## start Provided records
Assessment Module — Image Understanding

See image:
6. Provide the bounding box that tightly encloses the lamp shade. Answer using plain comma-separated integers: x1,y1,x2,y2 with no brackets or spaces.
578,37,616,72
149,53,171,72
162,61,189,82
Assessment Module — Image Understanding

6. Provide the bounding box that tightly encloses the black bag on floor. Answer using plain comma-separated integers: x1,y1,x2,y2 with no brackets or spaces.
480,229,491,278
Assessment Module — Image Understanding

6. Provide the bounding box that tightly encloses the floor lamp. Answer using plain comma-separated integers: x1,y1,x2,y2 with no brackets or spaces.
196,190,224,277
## end Provided records
Exercise details: Pull out each record as written and restate it exactly.

The answer:
Assessment Module — Image Understanding

See image:
6. Provide the bounding box that tightly encloses the lamp shade. Answer using plain comma-separated integers: x1,y1,x2,y2 with no brackets or spaces.
578,37,616,72
149,53,171,72
162,61,189,82
Assessment Module — Image Understanding

6. Provide the bounding box that tightly encloses the black bag on floor. Answer using plain comma-separated integers: x1,y1,x2,y2 with no brackets or spaces.
480,229,491,278
Assessment Module — Image Understanding

6. Provide the bounding box that tightly encloses the floor lamp. Answer using plain comma-separated integers: x1,y1,x2,y2 with no brackets or spaces.
196,190,224,277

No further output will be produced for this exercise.